Source passage =>
▶

# Simple Titanic Model

In [1]:
import pandas as pd
import numpy as np
import joblib

In [2]:
df = pd.read_csv('https://raw.githubusercontent.com/datasciencedojo/datasets/master/titanic.csv')
df.columns = [col.lower() for col in df.columns]
df['embarked'] = df['embarked'].str.lower()

## Preprocessing

In [3]:
from sklearn.preprocessing import OneHotEncoder

ohe_cols = ['embarked', 'sex']

ohe = OneHotEncoder(sparse_output=False, drop=[np.nan, 'male']).fit(df[ohe_cols])
ohe_out = ohe.transform(df[ohe_cols])

In [4]:
from sklearn.impute import SimpleImputer

df['age']= SimpleImputer(strategy='mean').fit_transform(df[['age']])

◀

Data taken from a collection:
▶

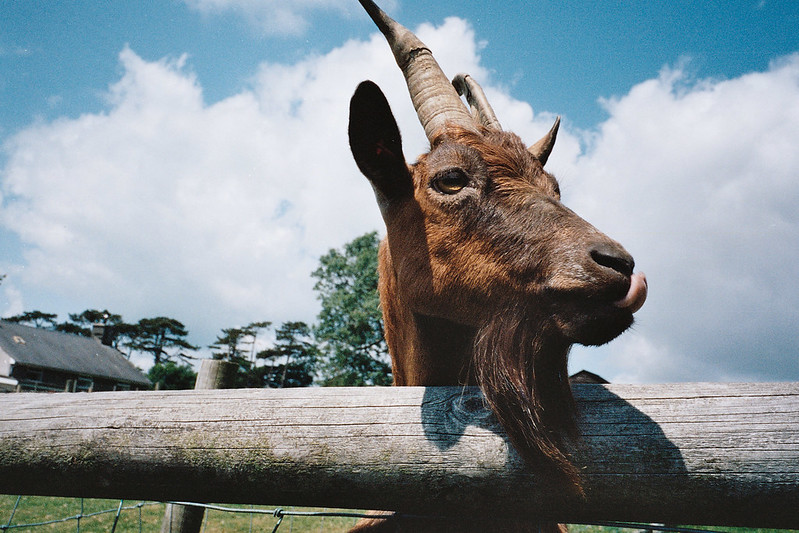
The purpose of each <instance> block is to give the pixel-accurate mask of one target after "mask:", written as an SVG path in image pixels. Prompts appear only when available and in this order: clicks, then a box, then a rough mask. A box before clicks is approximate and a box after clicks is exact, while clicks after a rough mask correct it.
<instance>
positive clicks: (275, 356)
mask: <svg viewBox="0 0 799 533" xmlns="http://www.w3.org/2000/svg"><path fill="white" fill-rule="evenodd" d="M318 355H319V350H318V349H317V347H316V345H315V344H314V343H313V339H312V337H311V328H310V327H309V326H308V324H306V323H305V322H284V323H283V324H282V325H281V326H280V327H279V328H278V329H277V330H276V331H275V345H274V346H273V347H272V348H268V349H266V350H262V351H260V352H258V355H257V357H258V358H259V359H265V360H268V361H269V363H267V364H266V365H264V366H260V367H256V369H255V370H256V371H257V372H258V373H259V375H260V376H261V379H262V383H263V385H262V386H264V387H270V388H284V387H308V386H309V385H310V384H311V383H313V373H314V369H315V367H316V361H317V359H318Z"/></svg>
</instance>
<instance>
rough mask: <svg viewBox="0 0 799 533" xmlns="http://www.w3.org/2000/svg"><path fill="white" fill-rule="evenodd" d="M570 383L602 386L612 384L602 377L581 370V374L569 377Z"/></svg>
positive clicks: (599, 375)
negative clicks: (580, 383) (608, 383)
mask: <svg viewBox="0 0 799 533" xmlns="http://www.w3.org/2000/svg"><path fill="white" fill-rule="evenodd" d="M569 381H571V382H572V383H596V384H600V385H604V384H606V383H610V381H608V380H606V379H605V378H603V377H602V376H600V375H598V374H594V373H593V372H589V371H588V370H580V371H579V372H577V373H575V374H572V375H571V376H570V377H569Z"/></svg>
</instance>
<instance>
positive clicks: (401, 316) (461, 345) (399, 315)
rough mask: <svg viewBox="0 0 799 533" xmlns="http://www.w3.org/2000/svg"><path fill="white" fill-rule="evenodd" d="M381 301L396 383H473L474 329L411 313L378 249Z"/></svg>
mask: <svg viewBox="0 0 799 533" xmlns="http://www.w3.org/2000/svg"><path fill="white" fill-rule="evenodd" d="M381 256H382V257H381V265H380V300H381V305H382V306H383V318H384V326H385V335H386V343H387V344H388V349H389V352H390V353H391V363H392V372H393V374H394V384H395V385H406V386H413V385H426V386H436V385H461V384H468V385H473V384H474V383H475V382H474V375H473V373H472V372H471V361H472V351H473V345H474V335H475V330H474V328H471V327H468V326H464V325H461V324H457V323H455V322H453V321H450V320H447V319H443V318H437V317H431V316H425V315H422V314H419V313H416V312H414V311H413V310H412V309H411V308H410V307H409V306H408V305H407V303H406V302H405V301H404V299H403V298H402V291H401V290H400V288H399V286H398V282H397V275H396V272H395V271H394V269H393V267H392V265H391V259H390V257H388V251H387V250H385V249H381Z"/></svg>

◀

Task set =>
[a] List every import statement in the Titanic notebook.
[b] In the Titanic notebook, what strategy does the imputer use to fill in the age column?
[c] Resume the Titanic notebook from its last line of code.
The data above come from a separate source and are not part of the Titanic notebook.

Answers given =>
[a]
import pandas as pd
import numpy as np
import joblib
from sklearn.preprocessing import OneHotEncoder
from sklearn.impute import SimpleImputer

[b] The mean strategy.

[c]
In [5]:
X = pd.concat(
    [df,
     pd.DataFrame(ohe_out, columns=ohe.get_feature_names_out()),
     ], axis=1).drop(columns=['survived', 'passengerid', 'name', 'ticket', 'cabin', 'sex', 'embarked'])
y = df['survived']

## Fitting

In [6]:
from sklearn.linear_model import LogisticRegression

model = LogisticRegression(max_iter=1000)
model.fit(X, y)


## Prediction

In [7]:
X.iloc[0].to_dict()

{'pclass': 3.0,
 'age': 22.0,
 'sibsp': 1.0,
 'parch': 0.0,
 'fare': 7.25,
 'embarked_c': 0.0,
 'embarked_q': 0.0,
 'embarked_s': 1.0,
 'sex_female': 0.0}

In [8]:
new_obs = {'pclass': 1.0,
           'age': 29.0,
           'sibsp': 1.0,
           'parch': 0.0,
           'fare': 17.25,
           'embarked_c': 0.0,
           'embarked_q': 0.0,
           'embarked_s': 1.0,
           'sex_female': 0.0}

In [9]:
model.predict(pd.DataFrame([new_obs]))[0]

0

In [10]:
model.predict_proba(pd.DataFrame([new_obs]))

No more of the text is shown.